• **AIM OF THE EXERCISE**
Your task is to return the line containing "Expected behaviour: for every instance of the roof gable" plus every line after it, exactly and with nothing added.

• **TASK MATERIAL**
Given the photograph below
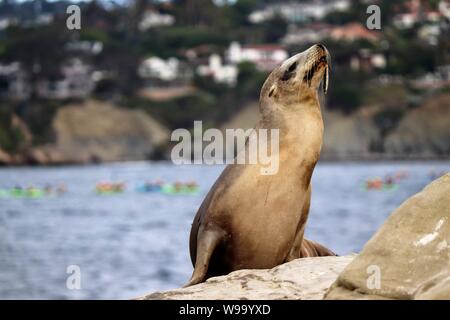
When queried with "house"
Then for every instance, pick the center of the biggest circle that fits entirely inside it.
(152, 19)
(158, 68)
(353, 31)
(365, 60)
(265, 56)
(221, 73)
(74, 81)
(311, 33)
(157, 71)
(299, 12)
(13, 82)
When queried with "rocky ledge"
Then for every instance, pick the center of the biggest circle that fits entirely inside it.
(408, 258)
(307, 278)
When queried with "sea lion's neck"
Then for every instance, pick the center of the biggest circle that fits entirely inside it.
(301, 128)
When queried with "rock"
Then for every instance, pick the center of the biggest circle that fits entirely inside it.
(425, 131)
(349, 137)
(345, 137)
(306, 278)
(411, 251)
(5, 158)
(98, 131)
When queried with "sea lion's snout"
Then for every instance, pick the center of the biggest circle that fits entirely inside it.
(318, 65)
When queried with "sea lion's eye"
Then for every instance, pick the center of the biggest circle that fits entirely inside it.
(292, 67)
(289, 73)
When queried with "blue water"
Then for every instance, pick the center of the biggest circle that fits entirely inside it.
(134, 243)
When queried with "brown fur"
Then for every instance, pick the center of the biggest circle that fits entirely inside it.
(249, 220)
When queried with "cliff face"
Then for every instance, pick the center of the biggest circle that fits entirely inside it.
(96, 131)
(423, 131)
(408, 258)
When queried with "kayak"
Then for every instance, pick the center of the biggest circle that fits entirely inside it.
(183, 189)
(32, 193)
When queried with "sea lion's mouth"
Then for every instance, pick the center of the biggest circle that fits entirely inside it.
(324, 60)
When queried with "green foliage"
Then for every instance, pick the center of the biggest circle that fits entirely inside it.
(387, 119)
(10, 137)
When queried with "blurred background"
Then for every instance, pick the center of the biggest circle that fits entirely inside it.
(86, 117)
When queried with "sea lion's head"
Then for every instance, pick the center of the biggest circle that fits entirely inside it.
(298, 78)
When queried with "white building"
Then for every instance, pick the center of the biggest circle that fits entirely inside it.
(265, 56)
(221, 73)
(299, 11)
(152, 19)
(160, 69)
(75, 81)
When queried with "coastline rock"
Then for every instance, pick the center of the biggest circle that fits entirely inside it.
(424, 131)
(344, 137)
(100, 132)
(305, 279)
(5, 158)
(409, 257)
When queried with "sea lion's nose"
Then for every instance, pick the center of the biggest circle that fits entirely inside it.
(321, 46)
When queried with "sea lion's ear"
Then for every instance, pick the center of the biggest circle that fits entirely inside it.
(325, 80)
(273, 90)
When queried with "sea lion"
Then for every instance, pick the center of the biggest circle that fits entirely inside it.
(254, 221)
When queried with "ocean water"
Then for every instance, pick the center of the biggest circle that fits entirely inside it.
(132, 243)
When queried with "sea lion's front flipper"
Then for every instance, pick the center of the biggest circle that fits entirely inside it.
(207, 241)
(313, 249)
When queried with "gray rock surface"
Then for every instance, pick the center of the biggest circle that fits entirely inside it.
(409, 256)
(305, 279)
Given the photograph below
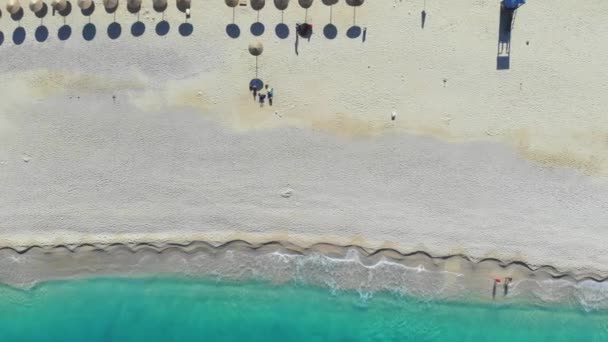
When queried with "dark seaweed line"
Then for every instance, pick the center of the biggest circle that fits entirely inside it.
(159, 248)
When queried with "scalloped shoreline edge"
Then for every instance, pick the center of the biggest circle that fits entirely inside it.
(322, 247)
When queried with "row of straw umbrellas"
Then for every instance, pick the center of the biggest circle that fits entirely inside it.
(283, 4)
(37, 6)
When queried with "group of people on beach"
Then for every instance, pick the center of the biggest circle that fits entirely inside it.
(261, 94)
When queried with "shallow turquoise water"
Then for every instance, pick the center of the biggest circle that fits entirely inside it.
(190, 310)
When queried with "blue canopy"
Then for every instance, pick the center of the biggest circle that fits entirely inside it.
(513, 4)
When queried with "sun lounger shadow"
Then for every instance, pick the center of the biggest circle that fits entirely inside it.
(503, 59)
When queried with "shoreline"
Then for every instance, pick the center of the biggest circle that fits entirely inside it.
(340, 267)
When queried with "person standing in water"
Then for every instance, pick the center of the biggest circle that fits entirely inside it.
(262, 96)
(270, 94)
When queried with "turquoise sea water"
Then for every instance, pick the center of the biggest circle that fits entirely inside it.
(166, 309)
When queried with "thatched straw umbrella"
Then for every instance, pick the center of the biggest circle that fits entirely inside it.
(110, 5)
(183, 5)
(36, 5)
(85, 4)
(305, 3)
(281, 5)
(257, 4)
(133, 6)
(232, 3)
(255, 49)
(13, 6)
(355, 3)
(59, 5)
(159, 5)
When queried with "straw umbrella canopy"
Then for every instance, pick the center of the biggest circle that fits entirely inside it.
(59, 5)
(256, 48)
(305, 3)
(110, 5)
(36, 5)
(13, 6)
(281, 5)
(159, 5)
(85, 4)
(257, 4)
(133, 6)
(355, 3)
(183, 5)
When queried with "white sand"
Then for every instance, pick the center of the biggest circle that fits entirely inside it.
(505, 163)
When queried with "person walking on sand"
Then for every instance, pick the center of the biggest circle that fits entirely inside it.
(262, 96)
(270, 94)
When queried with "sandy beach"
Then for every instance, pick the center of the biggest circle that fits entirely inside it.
(120, 137)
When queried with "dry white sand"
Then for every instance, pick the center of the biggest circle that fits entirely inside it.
(478, 161)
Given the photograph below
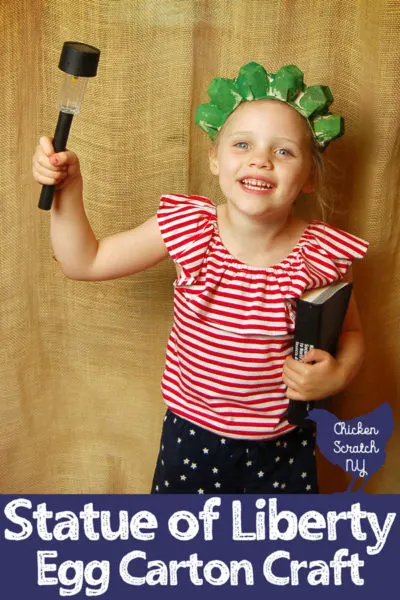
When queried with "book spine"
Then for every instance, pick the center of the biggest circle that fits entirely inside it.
(306, 337)
(308, 323)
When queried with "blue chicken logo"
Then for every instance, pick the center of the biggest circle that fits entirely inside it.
(356, 445)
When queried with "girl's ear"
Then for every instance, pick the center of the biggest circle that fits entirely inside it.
(213, 160)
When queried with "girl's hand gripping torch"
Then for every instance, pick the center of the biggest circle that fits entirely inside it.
(78, 62)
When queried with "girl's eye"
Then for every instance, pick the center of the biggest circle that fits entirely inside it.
(242, 145)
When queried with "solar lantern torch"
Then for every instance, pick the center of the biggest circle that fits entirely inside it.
(78, 62)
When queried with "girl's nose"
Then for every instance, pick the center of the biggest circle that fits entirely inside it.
(261, 160)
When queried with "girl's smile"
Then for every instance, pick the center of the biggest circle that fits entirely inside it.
(263, 153)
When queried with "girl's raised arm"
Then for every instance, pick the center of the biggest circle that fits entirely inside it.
(75, 246)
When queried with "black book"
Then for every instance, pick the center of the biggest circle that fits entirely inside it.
(319, 318)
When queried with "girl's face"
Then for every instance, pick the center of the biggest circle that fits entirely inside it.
(263, 158)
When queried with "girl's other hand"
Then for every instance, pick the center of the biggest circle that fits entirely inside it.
(317, 376)
(51, 168)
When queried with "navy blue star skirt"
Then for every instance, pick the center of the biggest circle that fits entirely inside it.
(193, 460)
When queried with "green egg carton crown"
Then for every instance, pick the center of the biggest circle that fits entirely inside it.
(287, 85)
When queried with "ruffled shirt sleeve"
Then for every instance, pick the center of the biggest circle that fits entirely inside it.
(187, 225)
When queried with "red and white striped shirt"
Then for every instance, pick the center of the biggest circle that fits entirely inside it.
(233, 323)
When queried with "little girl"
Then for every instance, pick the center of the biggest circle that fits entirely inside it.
(240, 266)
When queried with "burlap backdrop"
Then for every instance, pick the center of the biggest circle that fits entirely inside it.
(81, 363)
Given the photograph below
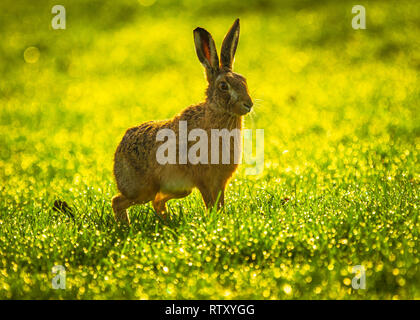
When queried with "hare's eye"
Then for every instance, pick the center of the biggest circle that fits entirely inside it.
(223, 86)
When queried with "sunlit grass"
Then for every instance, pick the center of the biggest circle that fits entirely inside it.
(340, 110)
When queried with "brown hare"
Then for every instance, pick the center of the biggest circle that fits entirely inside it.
(141, 178)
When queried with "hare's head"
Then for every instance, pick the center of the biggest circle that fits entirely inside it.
(227, 89)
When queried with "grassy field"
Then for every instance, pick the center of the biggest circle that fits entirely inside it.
(340, 109)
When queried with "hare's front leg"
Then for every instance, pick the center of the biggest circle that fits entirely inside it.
(211, 195)
(119, 205)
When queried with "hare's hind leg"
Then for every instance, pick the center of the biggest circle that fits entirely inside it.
(159, 203)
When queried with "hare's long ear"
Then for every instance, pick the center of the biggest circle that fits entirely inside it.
(229, 45)
(206, 52)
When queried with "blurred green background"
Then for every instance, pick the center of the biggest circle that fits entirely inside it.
(340, 110)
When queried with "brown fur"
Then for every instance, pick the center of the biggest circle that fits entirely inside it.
(140, 178)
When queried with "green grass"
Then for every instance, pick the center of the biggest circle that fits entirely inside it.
(340, 110)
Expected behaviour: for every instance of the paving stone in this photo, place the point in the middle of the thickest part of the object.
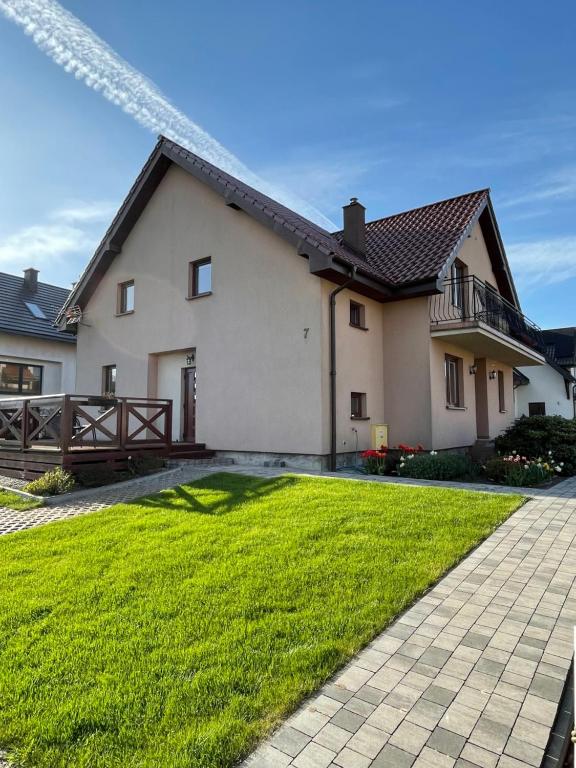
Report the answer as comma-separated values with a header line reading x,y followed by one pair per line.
x,y
524,752
392,757
446,742
490,735
410,737
314,756
347,720
350,759
332,737
368,740
426,713
547,687
289,740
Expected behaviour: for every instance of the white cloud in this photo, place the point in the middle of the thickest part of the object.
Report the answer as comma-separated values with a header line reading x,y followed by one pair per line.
x,y
543,262
43,246
560,185
80,52
82,212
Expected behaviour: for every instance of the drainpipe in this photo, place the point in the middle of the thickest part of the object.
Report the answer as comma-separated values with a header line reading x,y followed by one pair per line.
x,y
332,299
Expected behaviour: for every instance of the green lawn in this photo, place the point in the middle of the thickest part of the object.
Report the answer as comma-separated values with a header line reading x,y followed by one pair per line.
x,y
175,631
15,501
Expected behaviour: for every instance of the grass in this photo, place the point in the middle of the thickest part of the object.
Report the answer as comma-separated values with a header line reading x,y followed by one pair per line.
x,y
15,501
175,631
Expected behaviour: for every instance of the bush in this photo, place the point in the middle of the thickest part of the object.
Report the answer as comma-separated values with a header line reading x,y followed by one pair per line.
x,y
437,466
51,483
519,471
99,474
535,436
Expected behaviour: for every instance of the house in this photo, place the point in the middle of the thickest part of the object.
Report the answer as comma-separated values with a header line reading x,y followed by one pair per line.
x,y
277,339
35,357
550,389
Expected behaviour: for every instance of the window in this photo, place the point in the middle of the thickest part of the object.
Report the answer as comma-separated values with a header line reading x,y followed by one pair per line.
x,y
109,380
358,405
457,273
536,409
454,382
501,392
126,297
357,315
200,278
19,379
35,310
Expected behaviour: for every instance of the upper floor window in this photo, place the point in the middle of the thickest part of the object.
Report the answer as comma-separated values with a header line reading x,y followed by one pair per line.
x,y
20,379
357,315
126,297
200,277
109,380
501,392
454,384
457,274
358,405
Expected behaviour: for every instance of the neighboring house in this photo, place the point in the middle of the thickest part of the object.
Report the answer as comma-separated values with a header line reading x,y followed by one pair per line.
x,y
208,292
551,389
35,357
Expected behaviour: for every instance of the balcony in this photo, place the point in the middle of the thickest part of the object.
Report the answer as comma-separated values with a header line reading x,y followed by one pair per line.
x,y
472,315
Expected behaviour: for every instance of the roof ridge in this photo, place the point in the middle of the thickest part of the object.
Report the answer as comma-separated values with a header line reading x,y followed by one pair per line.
x,y
485,190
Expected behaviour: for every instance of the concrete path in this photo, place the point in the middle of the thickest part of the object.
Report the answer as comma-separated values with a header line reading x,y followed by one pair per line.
x,y
470,676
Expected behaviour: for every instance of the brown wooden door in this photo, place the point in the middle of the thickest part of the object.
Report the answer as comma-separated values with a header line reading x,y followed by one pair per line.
x,y
189,405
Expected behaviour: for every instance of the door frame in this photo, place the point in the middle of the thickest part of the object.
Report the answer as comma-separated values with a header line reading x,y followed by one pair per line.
x,y
184,403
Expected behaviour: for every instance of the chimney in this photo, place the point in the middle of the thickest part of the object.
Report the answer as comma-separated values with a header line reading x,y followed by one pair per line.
x,y
31,279
355,226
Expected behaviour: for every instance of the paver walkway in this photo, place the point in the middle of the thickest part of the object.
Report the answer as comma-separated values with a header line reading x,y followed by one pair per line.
x,y
470,676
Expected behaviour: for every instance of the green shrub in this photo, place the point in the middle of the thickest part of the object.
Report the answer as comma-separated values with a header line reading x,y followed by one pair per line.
x,y
51,483
143,465
519,471
99,474
535,436
437,466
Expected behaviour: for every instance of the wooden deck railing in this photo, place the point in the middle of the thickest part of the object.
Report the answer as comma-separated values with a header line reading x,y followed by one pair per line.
x,y
66,422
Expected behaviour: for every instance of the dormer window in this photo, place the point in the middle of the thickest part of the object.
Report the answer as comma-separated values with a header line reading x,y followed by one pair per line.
x,y
35,310
125,298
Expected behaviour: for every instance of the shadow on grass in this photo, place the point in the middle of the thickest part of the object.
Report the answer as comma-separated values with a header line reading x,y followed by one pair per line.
x,y
216,494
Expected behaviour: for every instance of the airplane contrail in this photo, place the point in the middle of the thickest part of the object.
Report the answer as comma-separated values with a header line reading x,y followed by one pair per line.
x,y
76,48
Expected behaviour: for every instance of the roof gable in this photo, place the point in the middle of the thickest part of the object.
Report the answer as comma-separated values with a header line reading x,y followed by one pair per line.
x,y
407,254
17,318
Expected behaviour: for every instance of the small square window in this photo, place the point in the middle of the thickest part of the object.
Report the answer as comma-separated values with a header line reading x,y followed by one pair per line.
x,y
109,380
358,405
200,277
126,297
357,315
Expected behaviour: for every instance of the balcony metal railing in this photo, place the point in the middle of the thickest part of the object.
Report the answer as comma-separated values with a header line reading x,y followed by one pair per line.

• **ANSWER TO THIS TASK**
Expected behaviour: for every instance of the roof gable in this photo, place the point in the middle of the thickest part of the object.
Report the answer as comma-separated values with a header line reading x,y followed by one pair per line.
x,y
407,254
17,318
Expected behaviour: for every instance of the small square window in this photo, place the point in the middle of the thickest part of the object.
Report the answer as comma-separated values with a header line reading x,y followed by one pair per line.
x,y
109,380
358,405
200,277
126,297
357,315
Expected behaviour: for every instance of the balcony metal railing in this photo, place the point in the middle of the thickest part of the object.
Report the answer as comma-separated values with a header line reading x,y followed by one pair per line.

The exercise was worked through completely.